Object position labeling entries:
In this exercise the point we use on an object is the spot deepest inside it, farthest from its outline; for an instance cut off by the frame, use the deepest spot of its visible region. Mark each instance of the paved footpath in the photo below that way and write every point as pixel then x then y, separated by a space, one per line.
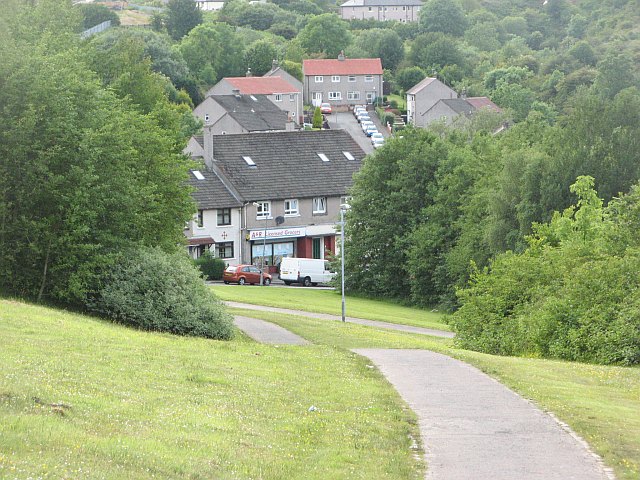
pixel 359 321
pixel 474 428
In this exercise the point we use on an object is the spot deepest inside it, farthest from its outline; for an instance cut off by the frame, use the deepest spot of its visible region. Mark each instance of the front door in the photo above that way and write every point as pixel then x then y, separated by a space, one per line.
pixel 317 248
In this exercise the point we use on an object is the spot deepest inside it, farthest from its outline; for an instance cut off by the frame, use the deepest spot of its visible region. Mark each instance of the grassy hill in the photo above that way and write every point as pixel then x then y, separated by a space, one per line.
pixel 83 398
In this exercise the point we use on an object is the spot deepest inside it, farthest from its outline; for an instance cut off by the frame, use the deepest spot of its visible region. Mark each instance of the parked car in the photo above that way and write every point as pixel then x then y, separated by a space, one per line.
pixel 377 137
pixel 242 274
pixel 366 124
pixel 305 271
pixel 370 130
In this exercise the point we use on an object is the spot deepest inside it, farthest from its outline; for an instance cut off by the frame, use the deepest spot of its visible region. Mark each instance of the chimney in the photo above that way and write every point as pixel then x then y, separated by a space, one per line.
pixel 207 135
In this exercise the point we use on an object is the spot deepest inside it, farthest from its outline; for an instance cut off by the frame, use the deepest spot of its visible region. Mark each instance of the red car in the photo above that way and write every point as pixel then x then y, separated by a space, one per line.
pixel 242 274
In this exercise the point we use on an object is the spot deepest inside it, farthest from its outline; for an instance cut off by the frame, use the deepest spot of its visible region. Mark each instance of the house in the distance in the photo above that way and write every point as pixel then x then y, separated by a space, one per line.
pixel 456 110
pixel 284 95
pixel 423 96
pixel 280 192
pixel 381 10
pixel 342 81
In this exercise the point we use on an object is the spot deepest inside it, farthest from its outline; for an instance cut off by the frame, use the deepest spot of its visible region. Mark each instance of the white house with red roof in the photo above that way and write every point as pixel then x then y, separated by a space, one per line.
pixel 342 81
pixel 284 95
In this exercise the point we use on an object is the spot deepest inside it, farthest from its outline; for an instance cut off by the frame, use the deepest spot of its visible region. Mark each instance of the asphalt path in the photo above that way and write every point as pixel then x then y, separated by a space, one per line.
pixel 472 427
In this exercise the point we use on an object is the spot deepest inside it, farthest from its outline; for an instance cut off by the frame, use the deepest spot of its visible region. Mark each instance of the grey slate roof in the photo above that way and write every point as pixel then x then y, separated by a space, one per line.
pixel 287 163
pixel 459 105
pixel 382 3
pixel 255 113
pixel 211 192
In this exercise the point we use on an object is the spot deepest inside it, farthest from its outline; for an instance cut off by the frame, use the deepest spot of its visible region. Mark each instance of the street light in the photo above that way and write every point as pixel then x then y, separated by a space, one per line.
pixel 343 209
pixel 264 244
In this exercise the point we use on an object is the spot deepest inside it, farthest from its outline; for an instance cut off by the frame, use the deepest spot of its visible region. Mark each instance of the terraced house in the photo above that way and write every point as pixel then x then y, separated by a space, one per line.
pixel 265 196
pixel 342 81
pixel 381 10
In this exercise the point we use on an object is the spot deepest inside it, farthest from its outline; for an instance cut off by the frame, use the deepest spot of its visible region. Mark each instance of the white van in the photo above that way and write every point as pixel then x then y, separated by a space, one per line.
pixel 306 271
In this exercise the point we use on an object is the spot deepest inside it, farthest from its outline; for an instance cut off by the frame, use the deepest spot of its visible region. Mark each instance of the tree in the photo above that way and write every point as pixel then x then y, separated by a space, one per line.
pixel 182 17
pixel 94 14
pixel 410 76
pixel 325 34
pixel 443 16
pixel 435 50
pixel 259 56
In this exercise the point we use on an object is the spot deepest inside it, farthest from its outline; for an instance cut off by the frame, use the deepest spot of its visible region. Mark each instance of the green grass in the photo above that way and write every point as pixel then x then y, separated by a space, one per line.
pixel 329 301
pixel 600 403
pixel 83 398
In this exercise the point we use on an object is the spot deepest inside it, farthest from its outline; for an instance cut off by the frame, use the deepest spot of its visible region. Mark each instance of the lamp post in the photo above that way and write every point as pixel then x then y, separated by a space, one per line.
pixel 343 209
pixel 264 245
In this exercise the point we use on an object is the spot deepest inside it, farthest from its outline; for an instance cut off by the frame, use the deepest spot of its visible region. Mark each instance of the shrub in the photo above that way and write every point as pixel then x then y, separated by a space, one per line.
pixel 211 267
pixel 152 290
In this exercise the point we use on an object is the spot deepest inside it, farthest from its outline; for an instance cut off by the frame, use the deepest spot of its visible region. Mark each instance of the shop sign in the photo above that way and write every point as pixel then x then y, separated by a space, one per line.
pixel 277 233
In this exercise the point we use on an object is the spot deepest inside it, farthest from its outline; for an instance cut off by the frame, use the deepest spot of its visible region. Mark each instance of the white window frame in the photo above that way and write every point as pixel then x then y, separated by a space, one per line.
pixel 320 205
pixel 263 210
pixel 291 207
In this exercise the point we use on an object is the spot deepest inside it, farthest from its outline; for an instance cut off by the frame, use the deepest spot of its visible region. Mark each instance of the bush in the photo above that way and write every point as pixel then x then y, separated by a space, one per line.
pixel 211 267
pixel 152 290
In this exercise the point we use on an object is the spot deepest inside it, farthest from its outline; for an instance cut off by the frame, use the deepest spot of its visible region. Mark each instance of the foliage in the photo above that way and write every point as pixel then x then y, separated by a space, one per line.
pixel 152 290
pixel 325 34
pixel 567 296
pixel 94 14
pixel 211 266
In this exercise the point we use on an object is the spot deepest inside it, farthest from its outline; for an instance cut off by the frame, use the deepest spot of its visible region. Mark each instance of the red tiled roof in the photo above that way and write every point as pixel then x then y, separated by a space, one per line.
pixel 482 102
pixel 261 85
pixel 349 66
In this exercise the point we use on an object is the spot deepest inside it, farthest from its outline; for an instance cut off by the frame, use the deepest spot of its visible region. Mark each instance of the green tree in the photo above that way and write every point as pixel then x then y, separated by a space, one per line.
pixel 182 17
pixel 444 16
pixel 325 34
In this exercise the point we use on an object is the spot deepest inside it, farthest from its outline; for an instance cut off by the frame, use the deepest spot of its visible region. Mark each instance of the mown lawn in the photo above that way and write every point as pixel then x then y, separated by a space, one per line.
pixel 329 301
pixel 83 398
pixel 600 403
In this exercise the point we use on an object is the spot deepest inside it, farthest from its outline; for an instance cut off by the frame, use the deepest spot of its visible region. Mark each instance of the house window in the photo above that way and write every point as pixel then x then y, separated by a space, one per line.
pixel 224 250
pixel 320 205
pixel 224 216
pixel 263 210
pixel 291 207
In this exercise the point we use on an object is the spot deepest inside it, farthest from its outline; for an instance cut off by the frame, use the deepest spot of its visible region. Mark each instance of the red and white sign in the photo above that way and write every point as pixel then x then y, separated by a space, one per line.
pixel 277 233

Task goal: Transcribe all the records above word for word, without their images.

Task answer:
In this exercise the point we use on an object is the spot deepest inside it, farthest from its outline; for an instance cut off by the frame, use the deepest spot of its visible region. Mark each instance of the paved footpath in the photo below that way and write every point as pixel then x then y, separated by a space, one per line.
pixel 359 321
pixel 474 428
In this exercise the point we use on an object is the spot deepest inside it, farthest from its outline; for an instance cut off by the frame, use the deepest spot of its visible region. Mark each instance of the front door in the photo above that way and write every point as pixel then x then y, separated by a space, one per line.
pixel 317 248
In this exercise the point we use on an object is the spot deepest inside it, farthest from its outline; for an instance cut off by the frame, use the deepest spot of its visible region. Mark each instance of the grassy hill in the photo above that way and write every point as pixel then x then y, separated by a space, one per line.
pixel 83 398
In this exercise the point we use on an object is the spot deepest inside it, farthest from its outline; for an instance cut off by the frame, use the deepest spot of its visible region. Mark each instance of the parked car in the photo above that way and write every point as pixel then x then y, separated by a space, one per line.
pixel 377 137
pixel 242 274
pixel 366 124
pixel 305 271
pixel 370 130
In this exercise the point we use on an object is the spot deepest inside it, farthest from its outline; for an instance cut off by the frame, use the deepest spot of its visible region. Mark each instance of the chimney in the photo above that way and write every point as pixel then x then y, separated by a space, one per line.
pixel 207 135
In this exercise the point we use on an object is the spot deepest inside it, farthest from its outline; for an instance cut off by the frame, use the deepest spot of its visible region. Mark each instance of the red car in the photo above that way and write every point as pixel then x then y, separated by a space, one per line.
pixel 242 274
In this exercise the point we use on an object is the spot deepest inside it, farthest from its outline; for an instance cut off by the frame, use the deepest spot of its visible region. Mark each instance of the house in the distance in the photo above that way and write every point as pixel then x then y, separated by a space, one per line.
pixel 456 110
pixel 284 95
pixel 423 96
pixel 280 192
pixel 381 10
pixel 342 81
In this exercise the point we use on an object is the spot deepest inside it, farthest from its outline; for an instance cut off by the frame, use the deepest spot of its visible region. Mark each instance of the white house with red roof in the photo above that way and write every point as pixel then x then y, separated by a space, one per line.
pixel 342 81
pixel 284 95
In this exercise the point we use on an object is the spot deepest inside it, farthest from its outline; for an instance cut off by the frame, use the deepest spot of its visible region. Mark each instance of the asphalt path in the photo above that way and write every point as pixel then x then y, separated by a space, one per line.
pixel 472 427
In this exercise the point we use on an object is the spot deepest inside it, farthest from its outline; for an instance cut off by the frame, use the deepest spot of its visible region. Mark each instance of the grey slate roof in the photo above that way and write every point as pixel then x then y, separated by a space, one per line.
pixel 287 163
pixel 459 105
pixel 382 3
pixel 255 113
pixel 211 192
In this exercise the point we use on an object is the spot deepest inside it, farthest from its outline; for an instance cut off by the frame, use the deepest spot of its visible region. Mark each instance of the street light in the photo above that way and write every point as pixel then x then y, separated by a space, one per line.
pixel 343 209
pixel 264 244
In this exercise the point we use on an object is the spot deepest inside it, farthest from its outline; for an instance cut off by the frame, use the deepest spot of its visible region. Mark each instance of the terraced house in the photo above that way and write every point as pixel then x then y, separated by a space, one per line.
pixel 265 196
pixel 342 81
pixel 381 10
In this exercise the point we use on an object is the spot deepest inside it, farthest from its outline; for an instance cut off by the frame, use the deepest spot of its visible region. Mark each instance of the white van in the photo above that way and write every point as pixel then x then y, separated by a space, one per line.
pixel 306 271
In this exercise the point we use on an object is the spot deepest inside it, farthest from its outline; for an instance cut off by the frame, use the deepest spot of its visible region. Mark each instance of the tree in the photo above that way and write every point as pixel then x then y, separated by a space, one per line.
pixel 182 17
pixel 94 14
pixel 410 76
pixel 325 34
pixel 443 16
pixel 435 50
pixel 259 56
In this exercise the point we use on an object is the spot deepest inside it, farthest from its outline; for an instance cut off by the frame, use the deepest spot of its visible region. Mark each instance of the green grass in the photo above that way and write every point as pixel then x then y, separated by a space, one per line.
pixel 329 301
pixel 600 403
pixel 83 398
In this exercise the point we use on an object is the spot deepest inside it, farthest from its outline; for an instance cut off by the frame, use the deepest spot of its visible region. Mark each instance of the lamp post in the photo above that way and write every point as pixel then x then y, separated by a space, one per line.
pixel 343 209
pixel 264 245
In this exercise the point we use on an object is the spot deepest inside it, farthest from its outline; for an instance cut off by the frame, use the deepest spot of its visible region. Mark each instance of the shrub in the photo above that way and write every point as pixel then x then y, separated by a space, one per line.
pixel 211 267
pixel 152 290
In this exercise the point we use on an object is the spot deepest inside it, farthest from its outline; for an instance cut off by the frame, use the deepest spot of its visible region. Mark each instance of the shop sign in the photo above that way and write every point as pixel then x then y, separated by a space, one per line.
pixel 277 233
In this exercise the point we use on an object is the spot deepest inside it, farthest from its outline; for an instance cut off by the frame, use the deepest spot of its visible region. Mark each instance of the white window frame in the photo above that way and write every point as pixel then x then y, separated by a space, one per line.
pixel 320 205
pixel 263 210
pixel 291 207
In this exercise the point we use on an object is the spot deepest inside it, farthest from its outline; for an instance cut off by the frame, use the deepest spot of its visible region. Mark each instance of the bush in the photo above that way and write every point as pixel then x then y, separated by a space, one per line.
pixel 211 267
pixel 152 290
In this exercise the point we use on an object is the spot deepest inside it, farthest from its outline; for an instance cut off by the frame, use the deepest spot of its visible region. Mark each instance of the foliage in the photo above that way and write every point as pixel then x then y, separated by a space, one per line.
pixel 152 290
pixel 325 34
pixel 567 296
pixel 94 14
pixel 211 266
In this exercise the point we use on an object is the spot deepest inside it, farthest from its outline; for an instance cut off by the frame, use the deepest spot of its visible region. Mark each instance of the red tiled roof in the photo above that way and write every point as pixel then x then y, separated by a space, one per line.
pixel 482 102
pixel 261 85
pixel 349 66
In this exercise the point we use on an object is the spot deepest inside it, farthest from its outline; for an instance cut off by the frame, use the deepest spot of its visible region. Mark each instance of the green tree in the photo above that way and write every point as pixel then x then y, separated by a space, one per line.
pixel 182 17
pixel 444 16
pixel 325 34
In this exercise the point we use on an object is the spot deepest inside it, farthest from its outline; for an instance cut off by the frame, use the deepest spot of its visible region. Mark each instance of the mown lawn in the photo above that way and write every point as pixel then x then y, separated by a space, one per line.
pixel 329 301
pixel 83 398
pixel 600 403
In this exercise the point we use on an object is the spot deepest inside it, farthest from its outline; for an instance cut off by the frame, use the deepest spot of its visible region. Mark each instance of the house window in the photo above that way and write every point as pixel then x then y, separated by a space, one per line.
pixel 224 250
pixel 320 205
pixel 224 216
pixel 263 210
pixel 291 207
In this exercise the point we use on an object is the spot deepest inside it, farthest from its outline; for an instance cut off by the frame, use the deepest spot of its visible region. Mark each instance of the red and white sign in the photo above that way and write every point as pixel then x then y, separated by a space, one per line.
pixel 277 233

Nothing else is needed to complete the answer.